'''

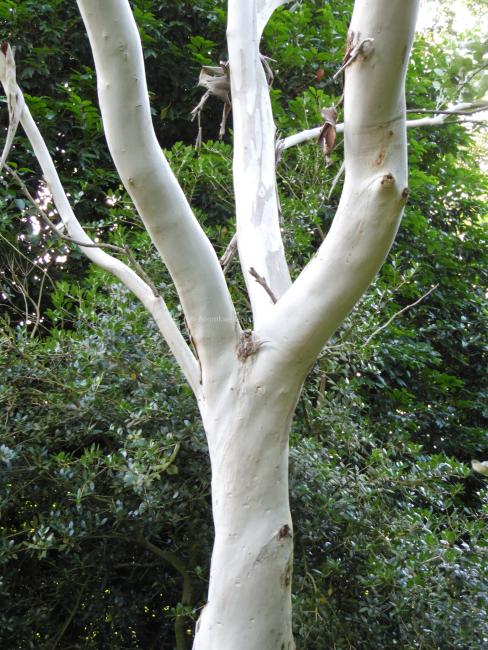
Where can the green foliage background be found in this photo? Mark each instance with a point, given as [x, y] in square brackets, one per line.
[105, 522]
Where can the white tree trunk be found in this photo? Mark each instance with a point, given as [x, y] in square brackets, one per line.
[247, 383]
[247, 420]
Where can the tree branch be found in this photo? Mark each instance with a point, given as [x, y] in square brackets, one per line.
[398, 313]
[464, 109]
[257, 215]
[186, 595]
[146, 175]
[154, 304]
[375, 187]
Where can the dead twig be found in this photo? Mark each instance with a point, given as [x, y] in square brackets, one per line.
[262, 281]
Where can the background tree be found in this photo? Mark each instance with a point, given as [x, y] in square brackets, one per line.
[345, 459]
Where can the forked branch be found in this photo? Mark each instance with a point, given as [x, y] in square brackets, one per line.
[153, 303]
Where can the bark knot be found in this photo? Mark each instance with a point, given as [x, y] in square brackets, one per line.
[247, 345]
[388, 179]
[284, 531]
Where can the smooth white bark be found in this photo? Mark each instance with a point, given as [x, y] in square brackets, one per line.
[250, 381]
[463, 110]
[155, 305]
[247, 419]
[148, 179]
[258, 229]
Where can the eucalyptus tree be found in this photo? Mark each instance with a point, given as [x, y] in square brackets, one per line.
[247, 381]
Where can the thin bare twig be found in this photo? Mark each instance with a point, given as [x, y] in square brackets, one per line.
[385, 325]
[118, 249]
[229, 254]
[262, 281]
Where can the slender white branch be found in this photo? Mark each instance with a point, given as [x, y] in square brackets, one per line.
[257, 215]
[146, 175]
[154, 304]
[440, 117]
[375, 187]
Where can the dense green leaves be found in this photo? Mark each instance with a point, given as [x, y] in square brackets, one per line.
[105, 528]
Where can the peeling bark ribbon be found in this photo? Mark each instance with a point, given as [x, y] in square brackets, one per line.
[328, 136]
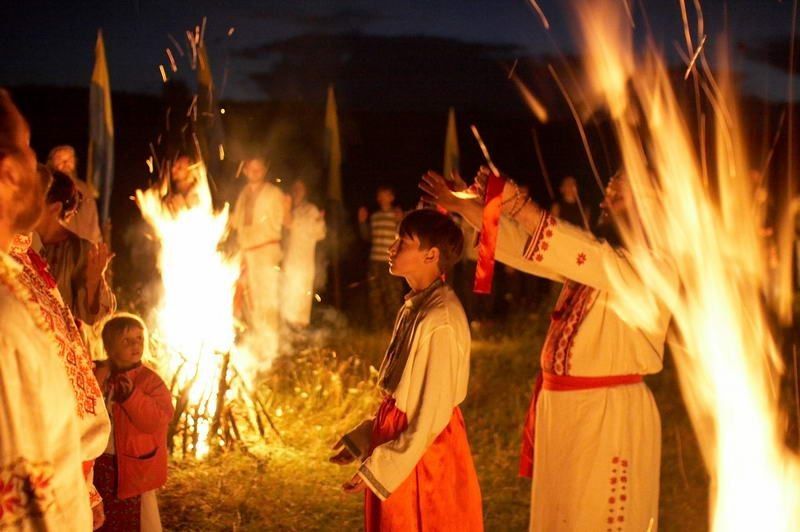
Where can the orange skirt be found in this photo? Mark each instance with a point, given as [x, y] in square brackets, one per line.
[441, 493]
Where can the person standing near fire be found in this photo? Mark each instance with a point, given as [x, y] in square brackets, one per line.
[592, 437]
[40, 456]
[85, 222]
[379, 229]
[261, 213]
[308, 228]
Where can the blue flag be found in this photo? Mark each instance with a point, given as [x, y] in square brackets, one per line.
[100, 171]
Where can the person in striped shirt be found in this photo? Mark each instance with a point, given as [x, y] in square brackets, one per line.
[380, 229]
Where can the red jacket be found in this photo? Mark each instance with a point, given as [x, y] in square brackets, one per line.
[140, 432]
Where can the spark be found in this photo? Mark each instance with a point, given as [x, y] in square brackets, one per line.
[580, 128]
[694, 58]
[176, 44]
[531, 101]
[539, 11]
[484, 149]
[513, 68]
[542, 166]
[171, 60]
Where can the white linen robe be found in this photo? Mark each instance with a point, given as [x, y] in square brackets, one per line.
[597, 452]
[40, 446]
[308, 228]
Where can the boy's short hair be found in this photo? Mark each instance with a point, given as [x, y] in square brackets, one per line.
[118, 324]
[435, 230]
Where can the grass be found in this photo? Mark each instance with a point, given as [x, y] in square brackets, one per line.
[325, 387]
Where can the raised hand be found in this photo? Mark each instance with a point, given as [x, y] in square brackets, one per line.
[354, 485]
[437, 192]
[344, 456]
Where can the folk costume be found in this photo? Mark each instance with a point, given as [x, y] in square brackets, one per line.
[308, 228]
[592, 439]
[416, 460]
[90, 413]
[258, 220]
[134, 464]
[41, 468]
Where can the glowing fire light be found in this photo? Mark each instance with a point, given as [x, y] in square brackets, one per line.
[727, 359]
[195, 317]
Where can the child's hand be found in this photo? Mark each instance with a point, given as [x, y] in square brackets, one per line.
[123, 387]
[354, 485]
[98, 516]
[344, 456]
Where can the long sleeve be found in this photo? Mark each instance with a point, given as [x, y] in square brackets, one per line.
[40, 463]
[558, 250]
[358, 438]
[149, 406]
[437, 364]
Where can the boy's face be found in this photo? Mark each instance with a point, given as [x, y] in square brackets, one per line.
[406, 257]
[128, 348]
[385, 199]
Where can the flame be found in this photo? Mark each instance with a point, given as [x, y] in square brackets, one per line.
[727, 359]
[195, 317]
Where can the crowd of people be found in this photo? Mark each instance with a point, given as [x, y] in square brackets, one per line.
[82, 447]
[83, 443]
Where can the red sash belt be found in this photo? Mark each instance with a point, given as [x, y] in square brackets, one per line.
[559, 383]
[263, 245]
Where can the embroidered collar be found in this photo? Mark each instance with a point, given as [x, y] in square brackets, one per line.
[396, 357]
[414, 300]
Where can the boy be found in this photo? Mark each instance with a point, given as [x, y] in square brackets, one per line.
[415, 458]
[379, 228]
[135, 461]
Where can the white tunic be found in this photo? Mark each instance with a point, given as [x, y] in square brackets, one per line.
[258, 220]
[40, 447]
[308, 228]
[435, 338]
[597, 451]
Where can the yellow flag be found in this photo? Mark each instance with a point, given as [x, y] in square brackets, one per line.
[451, 155]
[333, 148]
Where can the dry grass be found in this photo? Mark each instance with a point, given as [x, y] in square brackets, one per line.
[327, 387]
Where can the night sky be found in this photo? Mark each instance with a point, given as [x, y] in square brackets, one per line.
[51, 43]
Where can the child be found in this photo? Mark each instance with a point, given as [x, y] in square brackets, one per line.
[415, 458]
[379, 229]
[135, 461]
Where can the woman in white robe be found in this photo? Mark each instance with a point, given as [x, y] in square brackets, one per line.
[307, 228]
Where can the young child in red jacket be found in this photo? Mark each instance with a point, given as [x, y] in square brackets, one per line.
[135, 462]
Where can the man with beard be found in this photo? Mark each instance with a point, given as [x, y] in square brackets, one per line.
[594, 422]
[40, 460]
[92, 417]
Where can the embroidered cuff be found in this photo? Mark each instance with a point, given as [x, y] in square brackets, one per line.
[539, 242]
[369, 479]
[351, 445]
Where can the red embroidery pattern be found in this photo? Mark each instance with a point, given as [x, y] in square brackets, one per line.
[46, 303]
[539, 243]
[571, 308]
[25, 491]
[618, 496]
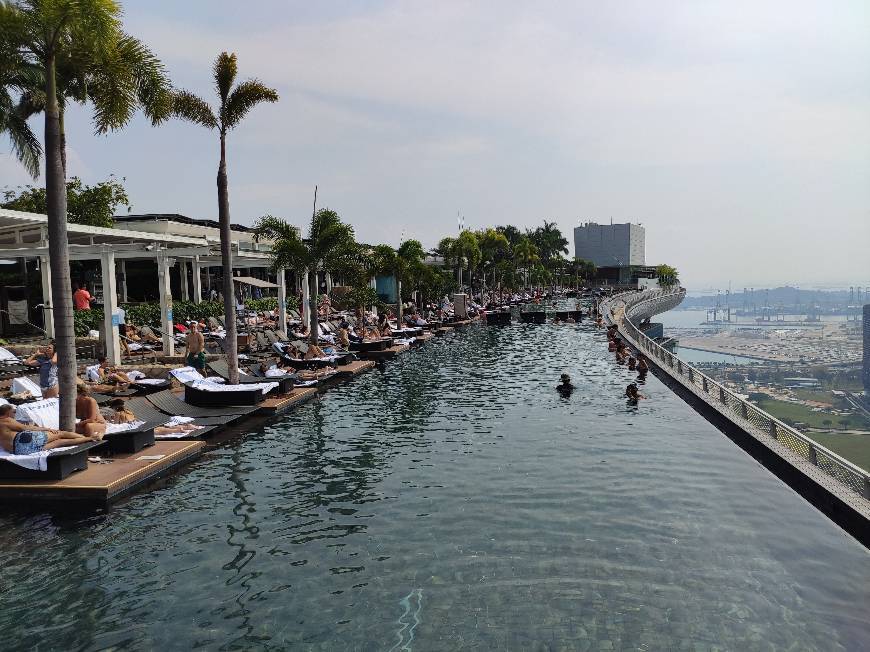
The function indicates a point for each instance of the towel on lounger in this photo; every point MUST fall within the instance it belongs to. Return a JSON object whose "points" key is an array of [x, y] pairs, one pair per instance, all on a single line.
{"points": [[34, 461]]}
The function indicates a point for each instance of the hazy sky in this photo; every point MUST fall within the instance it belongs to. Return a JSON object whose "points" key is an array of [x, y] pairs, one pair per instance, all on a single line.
{"points": [[738, 133]]}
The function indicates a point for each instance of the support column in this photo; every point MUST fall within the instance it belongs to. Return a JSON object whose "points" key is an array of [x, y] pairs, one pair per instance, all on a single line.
{"points": [[282, 299], [306, 300], [47, 312], [110, 307], [197, 280], [124, 298], [182, 274], [165, 305]]}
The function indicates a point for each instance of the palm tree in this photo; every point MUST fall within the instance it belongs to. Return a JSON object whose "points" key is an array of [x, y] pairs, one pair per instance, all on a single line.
{"points": [[87, 32], [330, 246], [525, 254], [19, 75], [234, 105], [127, 77], [403, 263]]}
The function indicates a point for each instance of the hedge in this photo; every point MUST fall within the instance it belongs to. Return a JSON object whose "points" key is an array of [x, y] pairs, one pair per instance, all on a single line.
{"points": [[148, 314]]}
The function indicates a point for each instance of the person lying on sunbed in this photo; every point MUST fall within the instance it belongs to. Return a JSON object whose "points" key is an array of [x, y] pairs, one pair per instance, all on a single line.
{"points": [[105, 373], [123, 414], [91, 422], [22, 439]]}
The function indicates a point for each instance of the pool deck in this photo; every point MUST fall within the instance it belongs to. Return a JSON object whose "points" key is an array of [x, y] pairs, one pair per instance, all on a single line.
{"points": [[104, 483]]}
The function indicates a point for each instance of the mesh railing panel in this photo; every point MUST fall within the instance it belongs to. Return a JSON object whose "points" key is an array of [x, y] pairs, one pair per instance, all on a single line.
{"points": [[631, 305]]}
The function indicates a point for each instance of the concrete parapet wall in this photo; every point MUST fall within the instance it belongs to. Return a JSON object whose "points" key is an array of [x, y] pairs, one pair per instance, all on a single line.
{"points": [[832, 484]]}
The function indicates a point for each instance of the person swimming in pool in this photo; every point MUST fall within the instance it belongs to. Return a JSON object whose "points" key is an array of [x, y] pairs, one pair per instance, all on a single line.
{"points": [[632, 393], [565, 387], [22, 439]]}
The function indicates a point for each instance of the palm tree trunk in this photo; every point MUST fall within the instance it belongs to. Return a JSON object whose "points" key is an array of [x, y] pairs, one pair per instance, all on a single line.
{"points": [[62, 129], [399, 323], [232, 340], [313, 332], [58, 254]]}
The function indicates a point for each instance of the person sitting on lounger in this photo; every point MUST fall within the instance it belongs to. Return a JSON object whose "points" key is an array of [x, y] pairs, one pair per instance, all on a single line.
{"points": [[91, 422], [123, 414], [45, 358], [314, 351], [22, 439], [108, 374]]}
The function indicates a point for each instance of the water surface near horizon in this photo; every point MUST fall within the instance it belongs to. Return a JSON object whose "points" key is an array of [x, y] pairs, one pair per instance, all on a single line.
{"points": [[452, 501]]}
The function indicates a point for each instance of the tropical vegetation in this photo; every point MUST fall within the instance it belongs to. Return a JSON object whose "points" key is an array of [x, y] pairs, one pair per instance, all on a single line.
{"points": [[234, 103]]}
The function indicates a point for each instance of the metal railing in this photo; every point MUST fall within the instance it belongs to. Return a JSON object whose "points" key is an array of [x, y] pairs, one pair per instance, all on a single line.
{"points": [[623, 309]]}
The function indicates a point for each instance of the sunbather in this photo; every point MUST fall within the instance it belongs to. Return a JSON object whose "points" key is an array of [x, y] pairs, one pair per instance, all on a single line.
{"points": [[91, 422], [123, 414], [22, 439]]}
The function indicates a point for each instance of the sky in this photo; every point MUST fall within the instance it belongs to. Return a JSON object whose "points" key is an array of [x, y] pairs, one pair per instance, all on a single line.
{"points": [[737, 133]]}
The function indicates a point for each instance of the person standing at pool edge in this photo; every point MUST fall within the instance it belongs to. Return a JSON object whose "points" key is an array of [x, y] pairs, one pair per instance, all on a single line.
{"points": [[195, 348], [82, 298]]}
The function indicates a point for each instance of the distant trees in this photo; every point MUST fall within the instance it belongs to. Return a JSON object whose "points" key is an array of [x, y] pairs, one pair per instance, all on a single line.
{"points": [[92, 205], [667, 275]]}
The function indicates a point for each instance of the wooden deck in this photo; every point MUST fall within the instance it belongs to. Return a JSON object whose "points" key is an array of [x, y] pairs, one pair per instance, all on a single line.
{"points": [[355, 368], [105, 483], [386, 354], [283, 403]]}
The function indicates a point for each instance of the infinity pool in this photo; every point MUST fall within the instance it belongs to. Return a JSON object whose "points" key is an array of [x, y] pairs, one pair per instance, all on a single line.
{"points": [[452, 501]]}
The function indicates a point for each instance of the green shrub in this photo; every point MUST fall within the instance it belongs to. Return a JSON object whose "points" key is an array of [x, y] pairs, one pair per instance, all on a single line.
{"points": [[87, 320]]}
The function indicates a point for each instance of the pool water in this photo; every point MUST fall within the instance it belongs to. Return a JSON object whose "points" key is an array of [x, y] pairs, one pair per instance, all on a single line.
{"points": [[452, 500]]}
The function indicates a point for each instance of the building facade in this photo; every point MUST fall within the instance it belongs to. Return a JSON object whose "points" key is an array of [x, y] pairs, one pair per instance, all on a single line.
{"points": [[866, 368], [609, 245]]}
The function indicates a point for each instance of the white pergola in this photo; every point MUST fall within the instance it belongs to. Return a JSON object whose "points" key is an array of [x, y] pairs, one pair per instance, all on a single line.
{"points": [[25, 235]]}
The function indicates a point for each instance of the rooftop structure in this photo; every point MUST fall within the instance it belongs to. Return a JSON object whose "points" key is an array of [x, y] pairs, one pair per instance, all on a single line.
{"points": [[611, 244]]}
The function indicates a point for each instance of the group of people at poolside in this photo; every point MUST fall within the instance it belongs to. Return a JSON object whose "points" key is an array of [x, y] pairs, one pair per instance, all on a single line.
{"points": [[624, 356]]}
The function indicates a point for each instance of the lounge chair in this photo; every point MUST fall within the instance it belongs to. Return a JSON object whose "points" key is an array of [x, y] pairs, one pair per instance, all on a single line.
{"points": [[285, 382], [55, 464], [167, 402]]}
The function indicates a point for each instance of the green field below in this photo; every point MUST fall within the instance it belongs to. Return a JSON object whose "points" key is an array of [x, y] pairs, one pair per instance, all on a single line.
{"points": [[855, 448], [794, 413]]}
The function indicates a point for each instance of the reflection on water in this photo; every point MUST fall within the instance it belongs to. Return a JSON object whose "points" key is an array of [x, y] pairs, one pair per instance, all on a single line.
{"points": [[454, 499]]}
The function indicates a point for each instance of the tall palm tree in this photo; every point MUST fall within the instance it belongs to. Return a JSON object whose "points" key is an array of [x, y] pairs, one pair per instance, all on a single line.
{"points": [[125, 78], [234, 106], [403, 263], [330, 247], [44, 33], [18, 75]]}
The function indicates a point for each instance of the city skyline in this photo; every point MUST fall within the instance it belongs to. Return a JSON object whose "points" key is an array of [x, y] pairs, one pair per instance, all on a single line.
{"points": [[737, 137]]}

'''

* Task brief
Output exactly the lines from the one containing "The function indicates a point for each instance of the tall" through the last line of the entries, both ends included.

* Expected answer
The function indicates a point for each instance of the tall palm tree in this photo; every point MUST fall within the instance it belongs to. Return a JSON object whose "points" key is an array of [x, y] pairs, one pair per instance, all on a single line.
{"points": [[125, 78], [234, 106], [403, 263], [330, 247], [44, 33], [18, 75]]}
The function indicates a point for each instance of the city skyline in this photo; every point MUST fall within the instance it belongs to. Return a JSON object whose "points" key is an array of [x, y] pairs, one pair per instance, all on a single line.
{"points": [[737, 137]]}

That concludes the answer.